> _指示_:
a – ミクロ経済学 I の講義要項の概要で、経済理論を基礎に再構築されつつある応用分野として括弧内に挙げられているものをすべて書き出してください。
b – ミクロ経済学 I の講義要項によると、この授業科目の単位数はいくつですか。
== 原文 ==
香川大学 経済学部 経済学科 1997 年度 専門教育科目(経済学科・情報管理学科学生対象)

授業科目:ミクロ経済学 I
単位数:4単位
開講学期:後期
講義日時と場所:水曜 1030-1200 E11教室;金曜 1420-1550 E11教室
教官:三原麗珠 / H. Reiju Mihara
Office phone: 0878-36-1878

1.概要

現代経済学のひとつの顕著な傾向は (マクロ経済学・公共経済学・産業組織論・法と経済学・貨幣経済学・組織と制度の経済学など) あらゆる応用分野が,一般均衡理論やゲーム理論などの,通常〈(ミクロ)経済理論〉と総称される理論群を基礎として再構築(あるいは新たに構築)されつつあることだ.経済理論はミクロレベルでの仮定である〈個人の合理的選択〉(個人は目的を持ちその目的を達成するのに最適な方法を選ぶ,という仮定)から出発する.社会はそれじたい意思を持つわけではないので,社会のなかで実際に選択(行動)を行う単位は〈社会〉ではなく〈個人〉である.だが従来の経済学は個人軽視のイデオロギー(とくにケインズ主義)に影響され,社会全体を分析するさい個人をしばしば無視してきた.経済理論にもとづく経済学再構築の傾向は,個人軽視のイデオロギーに侵されてきた経済学を,本来の姿である「選択の科学」として再生・復興しようとする動きだ.
===
== 保存された行 ==
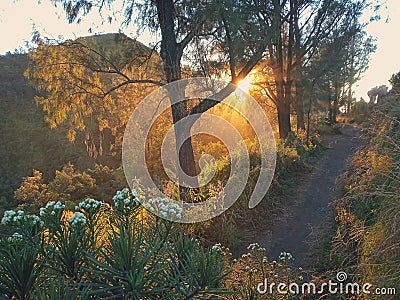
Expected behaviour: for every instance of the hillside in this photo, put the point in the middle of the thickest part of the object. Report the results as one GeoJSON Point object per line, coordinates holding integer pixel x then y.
{"type": "Point", "coordinates": [27, 142]}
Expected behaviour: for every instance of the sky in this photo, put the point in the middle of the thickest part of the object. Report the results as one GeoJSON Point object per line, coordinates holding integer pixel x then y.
{"type": "Point", "coordinates": [18, 18]}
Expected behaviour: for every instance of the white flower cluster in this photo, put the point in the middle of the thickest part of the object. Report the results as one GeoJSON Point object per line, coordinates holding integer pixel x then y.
{"type": "Point", "coordinates": [12, 217]}
{"type": "Point", "coordinates": [165, 209]}
{"type": "Point", "coordinates": [16, 237]}
{"type": "Point", "coordinates": [126, 199]}
{"type": "Point", "coordinates": [286, 256]}
{"type": "Point", "coordinates": [88, 205]}
{"type": "Point", "coordinates": [52, 208]}
{"type": "Point", "coordinates": [77, 220]}
{"type": "Point", "coordinates": [255, 247]}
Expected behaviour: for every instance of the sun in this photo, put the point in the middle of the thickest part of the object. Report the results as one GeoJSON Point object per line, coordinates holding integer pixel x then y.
{"type": "Point", "coordinates": [245, 84]}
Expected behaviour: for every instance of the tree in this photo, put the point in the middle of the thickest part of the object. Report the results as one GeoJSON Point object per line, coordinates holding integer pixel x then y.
{"type": "Point", "coordinates": [300, 29]}
{"type": "Point", "coordinates": [395, 82]}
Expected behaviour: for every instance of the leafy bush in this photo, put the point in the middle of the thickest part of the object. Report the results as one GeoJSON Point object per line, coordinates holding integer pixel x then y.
{"type": "Point", "coordinates": [123, 252]}
{"type": "Point", "coordinates": [367, 237]}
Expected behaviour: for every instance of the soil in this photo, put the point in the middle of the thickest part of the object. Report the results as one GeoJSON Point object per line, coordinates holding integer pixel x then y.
{"type": "Point", "coordinates": [301, 228]}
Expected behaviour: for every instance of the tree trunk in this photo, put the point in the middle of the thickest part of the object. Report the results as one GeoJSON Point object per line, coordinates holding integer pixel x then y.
{"type": "Point", "coordinates": [284, 119]}
{"type": "Point", "coordinates": [335, 108]}
{"type": "Point", "coordinates": [298, 101]}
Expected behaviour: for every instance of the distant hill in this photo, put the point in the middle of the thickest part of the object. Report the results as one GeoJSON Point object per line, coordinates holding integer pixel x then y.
{"type": "Point", "coordinates": [26, 141]}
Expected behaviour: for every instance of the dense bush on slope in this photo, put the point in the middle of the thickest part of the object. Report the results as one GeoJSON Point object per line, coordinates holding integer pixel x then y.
{"type": "Point", "coordinates": [122, 252]}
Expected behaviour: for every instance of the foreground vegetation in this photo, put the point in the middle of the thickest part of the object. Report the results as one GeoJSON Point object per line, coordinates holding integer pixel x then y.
{"type": "Point", "coordinates": [367, 238]}
{"type": "Point", "coordinates": [121, 251]}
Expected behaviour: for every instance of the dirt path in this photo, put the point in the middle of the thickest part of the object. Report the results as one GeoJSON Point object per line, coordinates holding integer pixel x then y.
{"type": "Point", "coordinates": [310, 203]}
===
> _出力_:
a – マクロ経済学、公共経済学、産業組織論、法と経済学、貨幣経済学、組織と制度の経済学

b – 4単位